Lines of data
____________________

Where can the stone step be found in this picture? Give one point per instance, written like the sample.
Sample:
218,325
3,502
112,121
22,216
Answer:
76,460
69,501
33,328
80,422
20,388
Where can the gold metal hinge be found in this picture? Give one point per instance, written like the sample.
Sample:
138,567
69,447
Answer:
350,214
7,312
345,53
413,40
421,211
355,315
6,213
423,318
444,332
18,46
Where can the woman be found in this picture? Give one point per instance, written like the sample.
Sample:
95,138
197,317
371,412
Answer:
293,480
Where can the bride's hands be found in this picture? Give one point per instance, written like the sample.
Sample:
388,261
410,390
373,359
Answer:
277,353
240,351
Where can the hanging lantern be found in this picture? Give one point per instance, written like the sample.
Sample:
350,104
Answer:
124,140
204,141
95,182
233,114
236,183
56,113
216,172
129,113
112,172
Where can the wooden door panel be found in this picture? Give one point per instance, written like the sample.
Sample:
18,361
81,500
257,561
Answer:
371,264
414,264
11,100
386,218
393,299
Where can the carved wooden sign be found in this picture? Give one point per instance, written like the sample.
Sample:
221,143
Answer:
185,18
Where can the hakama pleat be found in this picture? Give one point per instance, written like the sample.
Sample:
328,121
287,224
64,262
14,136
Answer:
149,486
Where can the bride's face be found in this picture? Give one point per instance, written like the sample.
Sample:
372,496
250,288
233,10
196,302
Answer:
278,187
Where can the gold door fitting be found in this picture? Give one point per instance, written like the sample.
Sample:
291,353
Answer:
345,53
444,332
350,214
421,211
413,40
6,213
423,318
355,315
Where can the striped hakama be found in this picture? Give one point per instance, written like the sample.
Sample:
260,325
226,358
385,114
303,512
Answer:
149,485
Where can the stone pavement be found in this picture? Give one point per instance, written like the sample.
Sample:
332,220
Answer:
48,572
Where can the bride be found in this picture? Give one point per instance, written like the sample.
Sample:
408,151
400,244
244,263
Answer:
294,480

____________________

- [Exercise brief] Reproduce all of the items above without changing a single character.

- [Exercise response]
Where can the stone step be found in this picture? Give one point per instance, written like the sample.
Sample:
218,325
3,502
112,121
22,216
Answer:
76,460
69,501
33,328
80,422
20,388
Where can the gold metal hinge be found in this picture? Give one point per instance, written like the sample.
Sample:
138,567
69,447
Answer:
350,214
7,312
345,53
413,40
421,211
355,315
6,213
423,318
444,332
18,46
Where can the woman be found in this picture? Give one point per instance, written like the sample.
Sample:
95,138
197,317
371,412
Answer:
293,480
Where can the bride's hands be found in this picture? Give one point per instance, written like the sample.
Sample:
388,261
410,390
373,359
Answer:
277,353
240,351
Where can the hanging lantern be found in this picture? Give one point per instance, written like the sample.
Sample:
350,104
Answer:
124,140
204,141
95,182
233,114
236,183
56,113
216,172
129,113
112,172
Where can the wooden door panel be found in this picture? Give one point per instance, written like the sample.
Sample:
18,361
81,500
257,561
Answer:
371,264
414,264
11,100
386,218
393,299
Where can the carved wooden sign be found in this picture? Give one point per instance, written like the sample.
Sample:
221,143
Answer:
185,18
Where can the hakama pleat be found in this picture? Give one point per instance, written like the sample.
Sample:
328,121
287,224
64,262
14,136
Answer:
149,486
Where can the bride's face be found in this picture? Give one point per instance, written like the sample.
Sample:
372,496
250,288
233,10
196,302
Answer:
278,187
Where can the gold door fitting be found in this picture? Give one point per instance, written like the sample.
Sample:
291,353
Answer:
345,53
444,332
350,214
421,211
413,40
6,213
423,318
355,315
Where can the striped hakama be found in this picture? Give one point per instance, written like the sample.
Sample:
260,325
226,358
385,114
303,512
Answer:
149,485
Where can the stone pavement be found in this picture? Give one point per instance, written like the sample.
Sample:
332,220
Answer:
48,572
Where can the bride be found in this picture? Give one point per instance, written like the sample.
Sample:
408,151
400,244
244,263
Answer:
294,480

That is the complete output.